● **Короткое задание 1**: Пожалуйста, выпишите из листинга все строки, где встречается слово «patch».

● **Исходный текст**:
Читаем Где нет параллелей и нет полюсов памяти Евгения Головина полностью

То ли мне кто-то внушил эту мысль, то ли она появилась сама по себе, но я стал беспокоиться об отсутствующих. Клязьма в те дни представляла собой поселок, утопавший в деревьях, непроглядной листве. Было совершенно темно: лишь кое-где на столбах раскачивались на ветру фонари, но и те почти все были разбиты либо перегорели. Ночью поселок вымирал совершенно: ни людей, ни машин, разве что кошки, собаки, белки, ежи. Свет в окнах почти не встречался; сараи, дома и всяческие обветшалые постройки неизвестного назначения мертво чернели во тьме где-то в глубинах заросших садов. Заблудиться было легко, особенно человеку приезжему. То есть не просто легко: решив побродить по поселку, он заблудился бы обязательно. К тому же без особых усилий можно было нарваться на неприятности: темные тени персонажей угрюмых и мрачных, намерений непредсказуемых, вряд ли доброжелательных, вполне могли вырасти из-за любого угла. Понятно, что из нашей компании, тем более как следует заряженной водкой, вином и, главное, мистической, метафизической атмосферой, никто ничего не боялся, наоборот, ощущая себя в центре событий могущественных и потусторонних, каждый считал, что если опасность и есть, то, разумеется, больше для тех, кому не повезет встретиться по пути. Но, как знаток данной местности, я все же решил отправиться на поиски.

Бродил по проулкам я долго, на перекрестках сворачивая наугад. Нигде никого. Быстрая ходьба добавила бодрости, но смещение перспектив в сторону пространств онирических, зыбких, подвижных, интригующих и непонятных все равно оставалось. Иногда проступали знакомые улицы, иногда представлялись какие-то колоссальные древние города, ну и мало ли что. Преодолев очередной темный проулок, я неожиданно вышел к центральному перекрестку поселка. Под раскачивающимся поскрипывающим фонарем, единственным в темном пространстве, прислонившись спиной к деревянному столбу, стоял Головин в небрежно распахнутом черном одеянии — то ли плаще, то ли пальто, — застыв неподвижно. Видимо, он пребывал в каком-то своем одиноком плавании. Кажется, шел мелкий дождь. Нигде никого. Я тут же обрадовался и воодушевился, но ненадолго: что-то в фигуре и позе Головина заставляло насторожиться, тонкие ледяные струйки потекли вдруг в крови. Подойдя совсем близко, я взглянул на его лицо, потом посмотрел прямо в глаза.

● **Данные**:
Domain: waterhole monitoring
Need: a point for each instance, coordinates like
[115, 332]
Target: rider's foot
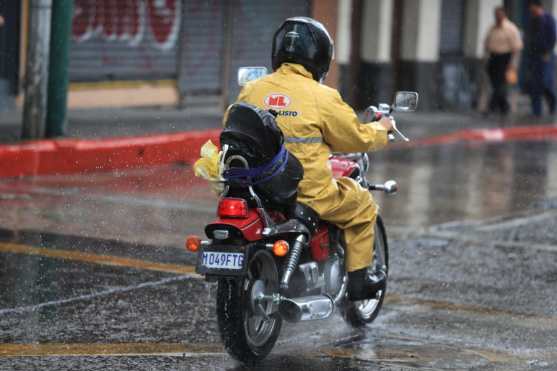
[363, 285]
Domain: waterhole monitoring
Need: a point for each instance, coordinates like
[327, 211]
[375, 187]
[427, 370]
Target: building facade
[158, 52]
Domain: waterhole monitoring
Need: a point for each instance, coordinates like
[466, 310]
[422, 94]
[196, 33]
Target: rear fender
[249, 228]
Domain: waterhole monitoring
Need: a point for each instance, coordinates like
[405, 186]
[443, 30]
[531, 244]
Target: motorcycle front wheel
[249, 329]
[360, 313]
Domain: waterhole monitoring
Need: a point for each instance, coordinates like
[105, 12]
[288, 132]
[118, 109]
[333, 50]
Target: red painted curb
[66, 156]
[516, 133]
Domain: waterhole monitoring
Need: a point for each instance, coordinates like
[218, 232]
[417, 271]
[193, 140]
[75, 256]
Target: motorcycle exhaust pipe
[306, 308]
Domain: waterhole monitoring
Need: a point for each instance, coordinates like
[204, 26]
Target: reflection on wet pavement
[158, 206]
[119, 294]
[465, 182]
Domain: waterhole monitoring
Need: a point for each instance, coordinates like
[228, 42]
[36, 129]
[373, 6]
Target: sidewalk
[112, 139]
[123, 122]
[132, 122]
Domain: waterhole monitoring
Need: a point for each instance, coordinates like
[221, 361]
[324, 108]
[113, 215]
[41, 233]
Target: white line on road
[135, 201]
[32, 308]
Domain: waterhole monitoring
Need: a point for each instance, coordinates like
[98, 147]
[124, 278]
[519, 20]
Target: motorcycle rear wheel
[247, 335]
[360, 313]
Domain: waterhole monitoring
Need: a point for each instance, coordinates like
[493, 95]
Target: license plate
[222, 260]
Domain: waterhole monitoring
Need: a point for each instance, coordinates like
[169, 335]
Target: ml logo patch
[277, 101]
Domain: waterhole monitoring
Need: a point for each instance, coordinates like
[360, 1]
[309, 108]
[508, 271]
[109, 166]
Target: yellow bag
[208, 166]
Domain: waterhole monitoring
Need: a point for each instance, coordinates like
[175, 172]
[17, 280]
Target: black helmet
[305, 41]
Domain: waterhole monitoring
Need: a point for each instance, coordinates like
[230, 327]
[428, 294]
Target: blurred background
[185, 53]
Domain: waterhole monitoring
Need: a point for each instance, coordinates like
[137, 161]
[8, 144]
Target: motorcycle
[273, 266]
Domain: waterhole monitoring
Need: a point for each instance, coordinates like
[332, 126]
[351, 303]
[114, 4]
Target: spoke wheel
[249, 327]
[360, 313]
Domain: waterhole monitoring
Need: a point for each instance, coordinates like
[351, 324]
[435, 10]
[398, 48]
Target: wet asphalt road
[94, 275]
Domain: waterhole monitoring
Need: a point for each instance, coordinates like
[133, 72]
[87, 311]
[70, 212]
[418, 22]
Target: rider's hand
[387, 123]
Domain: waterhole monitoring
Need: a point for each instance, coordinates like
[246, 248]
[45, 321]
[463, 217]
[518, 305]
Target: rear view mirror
[247, 74]
[406, 101]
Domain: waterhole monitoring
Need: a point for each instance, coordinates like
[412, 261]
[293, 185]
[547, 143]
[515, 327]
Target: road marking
[143, 285]
[109, 349]
[117, 198]
[528, 319]
[458, 236]
[98, 259]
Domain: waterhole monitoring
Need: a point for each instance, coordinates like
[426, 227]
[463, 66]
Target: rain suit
[316, 121]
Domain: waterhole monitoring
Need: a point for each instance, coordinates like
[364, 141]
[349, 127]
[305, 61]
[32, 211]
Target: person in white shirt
[503, 45]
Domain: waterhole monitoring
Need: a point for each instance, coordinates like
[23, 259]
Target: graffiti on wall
[128, 21]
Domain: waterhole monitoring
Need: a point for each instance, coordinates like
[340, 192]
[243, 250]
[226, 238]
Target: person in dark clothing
[502, 44]
[539, 58]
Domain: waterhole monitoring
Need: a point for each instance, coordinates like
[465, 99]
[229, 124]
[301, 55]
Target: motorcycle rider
[316, 121]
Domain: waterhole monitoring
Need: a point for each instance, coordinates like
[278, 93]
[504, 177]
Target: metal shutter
[202, 47]
[124, 39]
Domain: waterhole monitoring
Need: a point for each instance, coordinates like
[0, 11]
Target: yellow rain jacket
[316, 121]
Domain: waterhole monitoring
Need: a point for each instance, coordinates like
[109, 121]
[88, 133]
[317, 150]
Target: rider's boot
[363, 285]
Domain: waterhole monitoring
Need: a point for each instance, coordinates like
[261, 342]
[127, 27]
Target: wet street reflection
[463, 182]
[93, 274]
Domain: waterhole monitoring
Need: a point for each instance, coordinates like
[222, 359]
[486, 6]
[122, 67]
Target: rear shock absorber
[293, 259]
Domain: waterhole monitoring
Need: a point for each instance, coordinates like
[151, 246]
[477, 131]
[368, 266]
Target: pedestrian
[539, 57]
[503, 45]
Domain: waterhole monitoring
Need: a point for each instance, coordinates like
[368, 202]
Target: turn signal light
[280, 248]
[233, 208]
[193, 243]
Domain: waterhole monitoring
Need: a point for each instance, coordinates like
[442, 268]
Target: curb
[516, 133]
[67, 156]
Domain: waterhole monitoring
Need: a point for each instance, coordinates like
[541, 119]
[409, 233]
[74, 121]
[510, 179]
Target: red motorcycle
[275, 263]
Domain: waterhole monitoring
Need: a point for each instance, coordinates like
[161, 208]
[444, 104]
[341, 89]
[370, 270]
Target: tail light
[233, 208]
[193, 243]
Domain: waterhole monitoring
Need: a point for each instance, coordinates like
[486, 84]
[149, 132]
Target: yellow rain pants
[316, 121]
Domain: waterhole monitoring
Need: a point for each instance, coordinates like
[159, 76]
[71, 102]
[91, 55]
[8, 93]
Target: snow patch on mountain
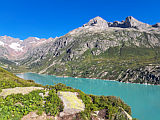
[16, 46]
[1, 43]
[37, 38]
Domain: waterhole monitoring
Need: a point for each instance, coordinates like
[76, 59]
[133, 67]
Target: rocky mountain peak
[97, 21]
[156, 25]
[131, 22]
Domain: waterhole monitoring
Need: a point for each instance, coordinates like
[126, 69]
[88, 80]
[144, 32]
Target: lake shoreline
[91, 78]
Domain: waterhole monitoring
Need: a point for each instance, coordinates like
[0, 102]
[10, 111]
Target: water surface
[143, 99]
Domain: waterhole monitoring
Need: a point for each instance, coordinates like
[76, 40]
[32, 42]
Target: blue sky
[51, 18]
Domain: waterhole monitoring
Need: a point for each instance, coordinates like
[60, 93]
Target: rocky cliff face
[14, 48]
[98, 49]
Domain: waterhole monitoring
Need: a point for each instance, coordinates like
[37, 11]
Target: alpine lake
[143, 99]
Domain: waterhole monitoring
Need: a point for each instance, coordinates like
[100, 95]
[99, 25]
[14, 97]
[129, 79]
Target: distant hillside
[9, 80]
[127, 51]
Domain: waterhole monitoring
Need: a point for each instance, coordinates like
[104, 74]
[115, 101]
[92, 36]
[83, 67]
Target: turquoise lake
[143, 99]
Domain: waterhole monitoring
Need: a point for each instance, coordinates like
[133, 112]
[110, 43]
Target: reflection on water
[143, 99]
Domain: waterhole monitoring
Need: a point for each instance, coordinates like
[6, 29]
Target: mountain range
[126, 51]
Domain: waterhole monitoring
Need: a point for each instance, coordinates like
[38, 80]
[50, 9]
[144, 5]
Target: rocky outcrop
[130, 22]
[98, 22]
[157, 25]
[133, 23]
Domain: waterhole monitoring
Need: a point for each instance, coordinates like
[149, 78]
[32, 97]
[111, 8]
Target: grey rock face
[156, 25]
[97, 21]
[131, 22]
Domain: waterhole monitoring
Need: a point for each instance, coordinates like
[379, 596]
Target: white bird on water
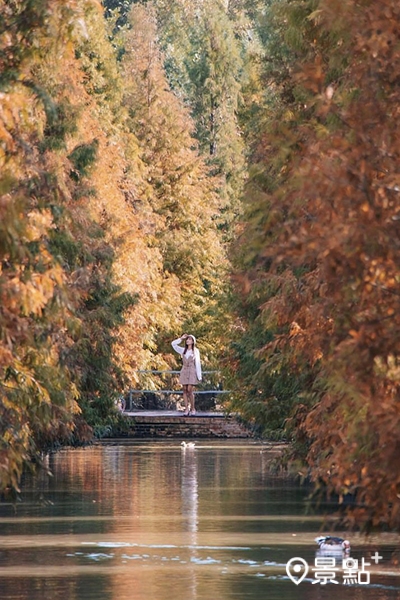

● **Короткое задание 2**: Продолжите текст о Евгении Головине, начав сразу после его последнего предложения.

● **Письменный ответ 1**:
Target: ml logo patch
Target: snow patch on mountain

● **Письменный ответ 2**:
Делать этого точно не стоило: в тот же момент я испытал настоящий шок.

«Не смотри долго в бездну, иначе эта бездна отразится в тебе», — советовал Ницше. Но долго я и не смотрел: один только миг. Однако произошло в этот миг очень много чего. Во-первых, лицо. Чудовищно напряженное, будто от невероятного сосредоточения, и одновременно до предела расслабленное, застывшее — ни единого движения ни единого мускула. Выражение было столь необычное, жуткое, что не оставляло надежды хоть что-либо предположить о захватившей его эмоции, мысли, видéнии, сне. Во-вторых, глаза. Застывшие тоже: расширенные зрачки, в них — глубочайшая чернота, активная и очень подвижная, густая и металлическая: ртуть — не ртуть, живая чернейшая чернота. Раскрытая бездна, врата неизвестно куда, в какую-то бесконечную тьму — самое мягкое, что можно сказать. Понятно, что все это и близко не было гуманоидом, человеком, тем более знакомым нам всем Евгением Головиным. Видеть того, что вокруг, видеть вообще такие глаза не могли.

— В ваших услугах не нуждаюсь, сэр, — в тот самый миг отчетливо произнес отсутствующий Головин.

Шок был особого свойства: не ужас, не страх — какой-то сильнейший транспарентный разряд из зияющей тьмы остановленных глаз, не затронувший ничего — все изменивший, не изменив ничего. Я тут же инстинктивно отшатнулся от потусторонней фигуры под фонарем, направился прочь и скрылся во тьме ближайшего переулка. «Как ветром сдуло», — определил бы народ.

останови зрачки в них грозовой тучей сжимается древняя ночьИз поэмы «Моление огню»

Теперь я не думал, куда и зачем иду, просто шел. Наверное, долго. Потом неожиданно сообразил, что, похоже, забрел в незнакомый район, — во всяком случае, не узнавал этих мест. Неудивительно: поселок большой, и бывал я, конечно же, не везде. Тем более — тьма: мало что можно вообще разглядеть. Блуждая проулками, немного занервничал, так как знакомого — решительно ничего. Похожее чувство бывает во сне, когда не удается найти выход из запутанного лабиринта замкнутых пространств. Закончилось все на редкость просто: фокус в глазах как-то сместился, и я неожиданно понял, что незнакомый забор, привлекший мой взгляд, я видел, наверное, тысячи раз — за ним был мой дом.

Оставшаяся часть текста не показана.